-------- BRANO DA ESAMINARE

A mio parere, ciò è dovuto alla copertura mediatica. Questa è la guerra più trasmessa, grazie ai social media, e gli stessi soldati caricano video in prima linea. Tuttavia, ciò che si vede non è affatto vicino alla realtà. Abbiamo aperto il centro alla fine di aprile e l’obiettivo era di curare 3.000 pazienti per un anno, ma non credo che riusciremo a raggiungere questo obiettivo finché il nuovo laboratorio non sarà operativo. E stiamo parlando di pazienti per tutta la vita, perché le protesi devono essere riparate, adattate ai cambiamenti dovuti all’età, ecc. C’è un altro centro, ma non è paragonabile a quello che stiamo facendo, e la stima minima ipotizzata dalle cifre ufficiali era di 10.000 pazienti. Ora sappiamo che non è vero e che si parla di 50.000, ma ci sono dati di altri istituti che fanno salire il numero a 80.000. L’obiettivo del nostro progetto è che non accada qui quello che è successo negli Stati Uniti dopo il Vietnam, con un numero enorme di persone che hanno la vita, e la vita delle loro famiglie, distrutta, e che poi saranno un problema per lo Stato. Ma ora la tecnologia ci permette di restituire la mobilità e la capacità di essere indipendenti, di dare una seconda vita a molti di loro e di permettere loro di trovare il proprio posto e di non rimanere a casa con la salute che si deteriora. Abbiamo fatto molta strada in questo senso e abbiamo anche alcuni soldati che sono tornati al fronte. Abbiamo avuto un soldato che ha rotto la mano protesica avanzata che gli avevamo dato, l’ha messa nello zaino e ha usato un gancio per poter tenere la sua arma. Stiamo quindi lavorando per adattare le protesi a questo tipo di situazioni.
Sono noti diversi casi di soldati che sono tornati al fronte con protesi. Lei è a conoscenza di molti casi simili?
Sì, e lo vediamo spesso nel nostro centro. Naturalmente c’è un po’ di tutto, ed è per questo che vogliamo creare il centro in modo che possano venire più persone possibili. Negli ospedali militari non hanno queste capacità e molte delle persone che arrivano da lì vengono da noi in uno stato di depressione e dobbiamo fare un lavoro di psicoterapia perché pensano che la loro vita sia finita. Qui ci sforziamo di creare una comunità e, infatti, assumiamo come primo punto di contatto persone che hanno perso fino a tre arti e hanno completato la riabilitazione. Immaginate la reazione di un soldato che ha perso la gamba sotto il ginocchio ed è a terra quando un altro soldato, che ha perso due gambe e un braccio, lo saluta stringendogli la mano con una mano bionica.
C’è un sostegno statale?

----------------
-------- RECORD DEL DATASET

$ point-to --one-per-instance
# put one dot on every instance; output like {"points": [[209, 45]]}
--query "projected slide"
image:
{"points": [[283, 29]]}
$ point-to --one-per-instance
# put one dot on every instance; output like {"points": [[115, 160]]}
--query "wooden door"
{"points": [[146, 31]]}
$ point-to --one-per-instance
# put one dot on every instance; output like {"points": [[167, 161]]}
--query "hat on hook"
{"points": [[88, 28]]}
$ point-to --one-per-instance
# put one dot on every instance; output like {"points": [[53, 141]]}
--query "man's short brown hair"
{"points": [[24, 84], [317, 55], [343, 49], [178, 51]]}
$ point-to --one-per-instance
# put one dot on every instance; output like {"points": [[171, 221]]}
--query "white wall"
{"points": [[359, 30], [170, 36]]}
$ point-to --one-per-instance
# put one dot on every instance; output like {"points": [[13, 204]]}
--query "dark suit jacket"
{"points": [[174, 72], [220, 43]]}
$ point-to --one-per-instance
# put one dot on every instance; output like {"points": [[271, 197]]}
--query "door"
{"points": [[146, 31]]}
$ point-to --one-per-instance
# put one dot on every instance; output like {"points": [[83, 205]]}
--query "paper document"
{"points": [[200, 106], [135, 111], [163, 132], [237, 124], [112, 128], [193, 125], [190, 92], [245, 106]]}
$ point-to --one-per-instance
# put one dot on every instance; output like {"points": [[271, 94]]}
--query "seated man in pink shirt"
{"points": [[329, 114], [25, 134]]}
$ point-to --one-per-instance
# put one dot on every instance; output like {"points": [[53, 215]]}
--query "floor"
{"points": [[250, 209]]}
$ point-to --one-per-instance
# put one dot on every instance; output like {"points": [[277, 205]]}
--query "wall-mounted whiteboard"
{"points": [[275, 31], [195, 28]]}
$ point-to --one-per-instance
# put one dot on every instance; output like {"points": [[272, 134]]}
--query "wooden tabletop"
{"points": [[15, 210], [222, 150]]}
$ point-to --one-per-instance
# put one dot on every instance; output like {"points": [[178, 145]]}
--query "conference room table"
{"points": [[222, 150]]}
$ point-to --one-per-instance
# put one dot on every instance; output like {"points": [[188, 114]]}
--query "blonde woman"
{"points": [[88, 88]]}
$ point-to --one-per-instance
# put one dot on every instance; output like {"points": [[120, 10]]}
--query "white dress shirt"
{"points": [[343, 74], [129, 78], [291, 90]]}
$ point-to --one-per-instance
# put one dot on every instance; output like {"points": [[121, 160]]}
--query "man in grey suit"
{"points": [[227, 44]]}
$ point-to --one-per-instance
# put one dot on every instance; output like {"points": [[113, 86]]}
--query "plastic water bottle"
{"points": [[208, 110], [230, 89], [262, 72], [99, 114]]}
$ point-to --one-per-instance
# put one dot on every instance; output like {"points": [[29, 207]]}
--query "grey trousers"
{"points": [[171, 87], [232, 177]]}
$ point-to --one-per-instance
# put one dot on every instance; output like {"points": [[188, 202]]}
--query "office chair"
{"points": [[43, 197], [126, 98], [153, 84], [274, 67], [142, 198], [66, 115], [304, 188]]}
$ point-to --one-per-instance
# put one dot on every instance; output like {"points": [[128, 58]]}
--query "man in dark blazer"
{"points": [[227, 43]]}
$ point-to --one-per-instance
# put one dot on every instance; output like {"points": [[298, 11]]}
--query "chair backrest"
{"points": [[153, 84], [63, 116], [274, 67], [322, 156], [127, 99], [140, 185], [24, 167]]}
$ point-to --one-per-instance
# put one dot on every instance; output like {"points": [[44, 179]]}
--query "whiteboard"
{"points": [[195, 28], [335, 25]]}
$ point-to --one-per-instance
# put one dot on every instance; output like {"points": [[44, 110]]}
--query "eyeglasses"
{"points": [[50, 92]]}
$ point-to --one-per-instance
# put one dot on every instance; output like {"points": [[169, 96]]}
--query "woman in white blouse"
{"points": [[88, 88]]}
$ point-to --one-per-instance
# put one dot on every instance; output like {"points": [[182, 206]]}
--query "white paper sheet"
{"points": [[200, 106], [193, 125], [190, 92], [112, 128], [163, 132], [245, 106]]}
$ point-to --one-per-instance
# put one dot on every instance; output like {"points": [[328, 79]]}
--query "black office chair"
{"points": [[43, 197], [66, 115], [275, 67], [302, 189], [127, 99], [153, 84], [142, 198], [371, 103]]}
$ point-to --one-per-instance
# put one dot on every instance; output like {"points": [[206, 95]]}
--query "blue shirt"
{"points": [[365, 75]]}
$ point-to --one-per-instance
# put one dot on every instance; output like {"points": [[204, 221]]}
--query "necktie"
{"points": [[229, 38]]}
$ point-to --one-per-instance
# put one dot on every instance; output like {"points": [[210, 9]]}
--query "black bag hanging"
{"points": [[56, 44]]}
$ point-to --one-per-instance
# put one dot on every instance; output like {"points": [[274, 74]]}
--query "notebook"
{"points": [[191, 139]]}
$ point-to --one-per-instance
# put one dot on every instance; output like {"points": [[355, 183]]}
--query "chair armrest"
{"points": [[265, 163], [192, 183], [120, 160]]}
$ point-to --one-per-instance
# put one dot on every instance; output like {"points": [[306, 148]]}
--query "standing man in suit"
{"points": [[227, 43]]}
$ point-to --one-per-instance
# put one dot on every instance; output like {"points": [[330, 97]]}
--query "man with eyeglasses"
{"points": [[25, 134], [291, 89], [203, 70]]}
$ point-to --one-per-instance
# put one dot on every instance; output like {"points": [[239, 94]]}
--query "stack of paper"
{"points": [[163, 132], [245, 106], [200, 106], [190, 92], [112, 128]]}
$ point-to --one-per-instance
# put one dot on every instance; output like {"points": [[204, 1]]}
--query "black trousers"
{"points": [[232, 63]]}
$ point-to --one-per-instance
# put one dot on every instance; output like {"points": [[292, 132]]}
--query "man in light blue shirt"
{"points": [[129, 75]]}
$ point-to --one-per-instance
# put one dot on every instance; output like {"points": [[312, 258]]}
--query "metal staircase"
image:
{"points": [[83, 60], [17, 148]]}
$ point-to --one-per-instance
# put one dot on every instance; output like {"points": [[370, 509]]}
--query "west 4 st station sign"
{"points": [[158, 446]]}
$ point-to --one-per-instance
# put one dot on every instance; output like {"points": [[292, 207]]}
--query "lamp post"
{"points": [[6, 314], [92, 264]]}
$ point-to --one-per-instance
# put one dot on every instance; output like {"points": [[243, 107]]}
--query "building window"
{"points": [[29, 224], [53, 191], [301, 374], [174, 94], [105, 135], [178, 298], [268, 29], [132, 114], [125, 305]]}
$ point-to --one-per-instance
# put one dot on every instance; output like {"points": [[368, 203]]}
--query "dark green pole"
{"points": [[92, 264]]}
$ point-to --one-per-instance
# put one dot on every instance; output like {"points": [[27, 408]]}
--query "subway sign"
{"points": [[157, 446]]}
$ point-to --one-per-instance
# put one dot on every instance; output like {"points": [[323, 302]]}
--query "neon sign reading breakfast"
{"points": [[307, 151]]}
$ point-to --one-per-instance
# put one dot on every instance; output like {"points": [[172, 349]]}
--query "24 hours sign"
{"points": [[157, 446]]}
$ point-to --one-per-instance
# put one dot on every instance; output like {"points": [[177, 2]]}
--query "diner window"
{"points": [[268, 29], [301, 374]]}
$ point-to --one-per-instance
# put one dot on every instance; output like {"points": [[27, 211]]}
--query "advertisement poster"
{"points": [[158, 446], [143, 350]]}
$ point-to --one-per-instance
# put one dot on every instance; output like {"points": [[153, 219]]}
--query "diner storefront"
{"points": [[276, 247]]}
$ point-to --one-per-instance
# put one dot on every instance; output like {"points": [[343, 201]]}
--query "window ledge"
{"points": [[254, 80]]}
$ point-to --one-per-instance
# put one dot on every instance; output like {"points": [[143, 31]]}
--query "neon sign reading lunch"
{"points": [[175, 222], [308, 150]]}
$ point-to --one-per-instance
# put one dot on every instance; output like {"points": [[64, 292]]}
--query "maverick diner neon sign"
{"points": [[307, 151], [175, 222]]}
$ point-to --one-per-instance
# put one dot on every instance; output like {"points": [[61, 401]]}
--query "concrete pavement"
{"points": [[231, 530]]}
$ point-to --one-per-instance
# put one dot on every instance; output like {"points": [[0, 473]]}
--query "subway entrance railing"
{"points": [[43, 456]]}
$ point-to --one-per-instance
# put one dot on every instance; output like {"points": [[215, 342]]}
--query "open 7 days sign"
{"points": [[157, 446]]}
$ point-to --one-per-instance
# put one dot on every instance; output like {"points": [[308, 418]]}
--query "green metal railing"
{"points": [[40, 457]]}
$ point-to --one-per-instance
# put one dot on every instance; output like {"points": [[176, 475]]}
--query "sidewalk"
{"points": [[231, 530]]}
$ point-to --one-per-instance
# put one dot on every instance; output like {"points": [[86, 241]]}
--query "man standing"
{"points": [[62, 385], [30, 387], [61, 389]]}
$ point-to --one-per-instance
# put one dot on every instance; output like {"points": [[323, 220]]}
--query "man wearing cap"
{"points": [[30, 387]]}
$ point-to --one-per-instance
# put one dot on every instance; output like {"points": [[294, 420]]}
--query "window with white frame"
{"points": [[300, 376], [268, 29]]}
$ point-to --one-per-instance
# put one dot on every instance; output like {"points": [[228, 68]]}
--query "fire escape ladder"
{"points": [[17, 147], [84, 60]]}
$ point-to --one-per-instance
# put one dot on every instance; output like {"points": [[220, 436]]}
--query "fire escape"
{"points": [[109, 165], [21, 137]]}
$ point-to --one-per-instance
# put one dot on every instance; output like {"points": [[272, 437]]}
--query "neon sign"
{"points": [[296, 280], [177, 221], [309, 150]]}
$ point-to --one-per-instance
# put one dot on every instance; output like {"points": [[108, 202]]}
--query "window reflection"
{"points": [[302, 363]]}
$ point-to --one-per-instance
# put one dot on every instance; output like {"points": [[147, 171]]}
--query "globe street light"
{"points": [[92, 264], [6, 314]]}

----------------

• _COMPITI RICHIESTI_:
1 – Stabilisci se ciascuna affermazione concorda con il brano sul centro per protesi. Rispondi sì o no e cita alla lettera le parole del brano che lo decidono.
(a) Il centro è stato aperto alla fine di aprile.
(b) La stima minima delle cifre ufficiali era di 50.000 pazienti.
(c) Gli ospedali militari dispongono delle stesse capacità del centro.
2 – Estrai dal brano sul centro per protesi il passo che comincia con "Sì, e lo vediamo" e finisce con "una mano bionica.".
I record sono materiale distinto dal brano.

• _SOLUZIONI DEI COMPITI_:
1 –
(a) Sì: «Abbiamo aperto il centro alla fine di aprile».
(b) No: «la stima minima ipotizzata dalle cifre ufficiali era di 10.000 pazienti».
(c) No: «Negli ospedali militari non hanno queste capacità».

2 –
Sì, e lo vediamo spesso nel nostro centro. Naturalmente c’è un po’ di tutto, ed è per questo che vogliamo creare il centro in modo che possano venire più persone possibili. Negli ospedali militari non hanno queste capacità e molte delle persone che arrivano da lì vengono da noi in uno stato di depressione e dobbiamo fare un lavoro di psicoterapia perché pensano che la loro vita sia finita. Qui ci sforziamo di creare una comunità e, infatti, assumiamo come primo punto di contatto persone che hanno perso fino a tre arti e hanno completato la riabilitazione. Immaginate la reazione di un soldato che ha perso la gamba sotto il ginocchio ed è a terra quando un altro soldato, che ha perso due gambe e un braccio, lo saluta stringendogli la mano con una mano bionica.